= Beginning of Section =

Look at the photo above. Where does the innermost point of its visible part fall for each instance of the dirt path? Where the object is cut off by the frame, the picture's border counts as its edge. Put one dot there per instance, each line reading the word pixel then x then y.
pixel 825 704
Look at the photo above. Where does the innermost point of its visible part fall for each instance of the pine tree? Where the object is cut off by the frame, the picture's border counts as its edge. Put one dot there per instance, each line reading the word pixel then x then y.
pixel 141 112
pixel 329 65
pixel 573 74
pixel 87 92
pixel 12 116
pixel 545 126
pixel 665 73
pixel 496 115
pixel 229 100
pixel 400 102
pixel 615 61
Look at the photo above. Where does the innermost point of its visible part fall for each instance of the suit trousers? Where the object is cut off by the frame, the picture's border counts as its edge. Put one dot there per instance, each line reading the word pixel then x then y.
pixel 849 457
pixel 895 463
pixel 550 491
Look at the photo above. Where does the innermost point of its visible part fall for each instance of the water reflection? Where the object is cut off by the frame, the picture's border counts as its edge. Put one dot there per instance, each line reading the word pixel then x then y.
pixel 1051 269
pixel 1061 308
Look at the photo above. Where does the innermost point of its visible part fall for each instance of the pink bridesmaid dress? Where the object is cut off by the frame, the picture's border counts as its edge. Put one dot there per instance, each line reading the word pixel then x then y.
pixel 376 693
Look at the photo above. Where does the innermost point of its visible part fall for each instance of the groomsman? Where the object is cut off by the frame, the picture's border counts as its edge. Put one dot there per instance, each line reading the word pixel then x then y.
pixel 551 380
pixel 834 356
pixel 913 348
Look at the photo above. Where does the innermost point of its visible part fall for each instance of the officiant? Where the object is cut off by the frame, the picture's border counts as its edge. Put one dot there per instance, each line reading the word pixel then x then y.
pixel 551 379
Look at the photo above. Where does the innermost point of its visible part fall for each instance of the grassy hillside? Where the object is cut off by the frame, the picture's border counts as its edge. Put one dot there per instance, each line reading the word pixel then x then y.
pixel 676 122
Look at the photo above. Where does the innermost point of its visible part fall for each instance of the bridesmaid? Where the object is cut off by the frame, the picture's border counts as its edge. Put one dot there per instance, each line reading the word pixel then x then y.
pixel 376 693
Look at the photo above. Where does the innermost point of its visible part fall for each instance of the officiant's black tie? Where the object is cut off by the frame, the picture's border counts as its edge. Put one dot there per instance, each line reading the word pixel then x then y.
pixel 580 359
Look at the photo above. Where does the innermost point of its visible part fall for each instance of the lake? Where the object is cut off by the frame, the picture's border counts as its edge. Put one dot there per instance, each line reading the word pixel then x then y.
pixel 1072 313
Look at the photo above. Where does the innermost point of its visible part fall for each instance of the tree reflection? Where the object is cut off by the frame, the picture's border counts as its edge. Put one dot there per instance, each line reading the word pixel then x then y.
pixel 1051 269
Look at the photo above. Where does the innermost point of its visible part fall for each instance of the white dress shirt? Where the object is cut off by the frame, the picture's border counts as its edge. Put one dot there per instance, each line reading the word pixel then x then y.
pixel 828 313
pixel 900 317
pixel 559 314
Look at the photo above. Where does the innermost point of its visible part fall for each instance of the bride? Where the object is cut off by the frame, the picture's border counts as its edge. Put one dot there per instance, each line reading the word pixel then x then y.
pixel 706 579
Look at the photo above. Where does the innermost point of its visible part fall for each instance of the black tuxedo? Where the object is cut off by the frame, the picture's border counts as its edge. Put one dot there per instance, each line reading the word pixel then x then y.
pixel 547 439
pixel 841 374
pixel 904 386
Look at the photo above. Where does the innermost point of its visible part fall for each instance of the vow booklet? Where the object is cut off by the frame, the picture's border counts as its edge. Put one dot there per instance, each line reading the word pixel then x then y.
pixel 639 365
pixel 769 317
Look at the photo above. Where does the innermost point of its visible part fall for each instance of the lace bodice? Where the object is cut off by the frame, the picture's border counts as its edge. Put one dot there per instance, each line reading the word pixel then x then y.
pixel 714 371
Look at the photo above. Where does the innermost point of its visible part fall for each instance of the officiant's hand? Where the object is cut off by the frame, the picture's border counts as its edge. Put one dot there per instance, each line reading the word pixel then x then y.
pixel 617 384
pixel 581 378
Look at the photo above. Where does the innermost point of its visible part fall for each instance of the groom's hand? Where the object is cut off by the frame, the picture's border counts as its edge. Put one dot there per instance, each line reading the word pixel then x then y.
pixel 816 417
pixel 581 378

= End of Section =

> **YOUR INSTRUCTIONS**
From the line containing "of the groom's" to the final line above, output everything. Change nothing and add nothing.

> **TASK RESULT**
Look at the photo above. Where does the innermost point of its visible part fall for each instance of the groom's hand? Where the object is cut off by the frame, the picture's border counts as its edge. Put one dot there per instance, each line reading the word pixel then x then y.
pixel 816 417
pixel 581 378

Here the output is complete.